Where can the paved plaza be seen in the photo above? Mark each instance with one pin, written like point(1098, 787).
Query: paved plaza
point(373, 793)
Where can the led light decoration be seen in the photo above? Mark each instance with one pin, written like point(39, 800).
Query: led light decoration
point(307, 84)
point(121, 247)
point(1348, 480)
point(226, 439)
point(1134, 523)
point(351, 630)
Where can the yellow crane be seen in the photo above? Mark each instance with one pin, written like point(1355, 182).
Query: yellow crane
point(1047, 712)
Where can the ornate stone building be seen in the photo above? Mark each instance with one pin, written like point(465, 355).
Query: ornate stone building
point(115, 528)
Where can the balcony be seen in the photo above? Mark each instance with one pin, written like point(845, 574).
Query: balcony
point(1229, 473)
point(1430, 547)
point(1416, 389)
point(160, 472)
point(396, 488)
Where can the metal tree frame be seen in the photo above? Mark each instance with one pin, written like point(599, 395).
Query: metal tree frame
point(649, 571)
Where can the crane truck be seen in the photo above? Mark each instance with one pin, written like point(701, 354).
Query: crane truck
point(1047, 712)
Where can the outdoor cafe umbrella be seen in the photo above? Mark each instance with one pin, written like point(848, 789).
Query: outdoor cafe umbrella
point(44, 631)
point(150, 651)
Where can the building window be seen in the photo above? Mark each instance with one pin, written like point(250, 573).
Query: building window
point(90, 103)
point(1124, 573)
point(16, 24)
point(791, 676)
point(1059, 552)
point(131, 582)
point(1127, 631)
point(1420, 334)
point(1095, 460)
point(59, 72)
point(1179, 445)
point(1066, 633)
------
**Your goal:**
Repeat every line of the material above verbatim, keeping the lines in their original order.

**Task solution:**
Where can the paved plaza be seen in the photo above? Mark each instance with one pin, written like point(1098, 787).
Query: paved plaza
point(373, 793)
Where can the led light decoration be seen in the photo above? Mark each instance with one pin, written like point(39, 800).
Query: led light decoration
point(307, 84)
point(121, 247)
point(1348, 480)
point(226, 439)
point(1134, 523)
point(351, 630)
Where can the yellow crane be seen in the photo above? Mark each instance with one pin, written like point(1355, 182).
Query: yellow crane
point(1047, 712)
Where can the ornate stone building be seen in the photo above? Mark each instance with one pin, written like point(465, 355).
Query: ornate stone building
point(115, 528)
Where can the balcony be seen in the photo above? Mark each instance with one pin, written like point(845, 574).
Query: balcony
point(1229, 473)
point(1430, 547)
point(1416, 389)
point(160, 472)
point(396, 488)
Where can the metal tree frame be seen in the photo above? Mark each instance with one pin, written like point(599, 395).
Query: metal tree frame
point(649, 571)
Where can the crane truck be seen in the photo above? Mark each instance with one pin, written like point(701, 354).
Query: crane truck
point(1047, 712)
Where can the outdoor cafe umbrella be seen in the photo above? Mark each instance with one pin, written like point(848, 789).
Query: outdoor cafe umbrella
point(44, 631)
point(150, 651)
Where can the building window be seen in the photo above? Mark each instance with one pin, written like point(250, 573).
Query: building window
point(90, 103)
point(1124, 573)
point(16, 24)
point(791, 676)
point(1059, 552)
point(131, 582)
point(1127, 631)
point(1420, 334)
point(1095, 460)
point(59, 72)
point(1179, 445)
point(1066, 633)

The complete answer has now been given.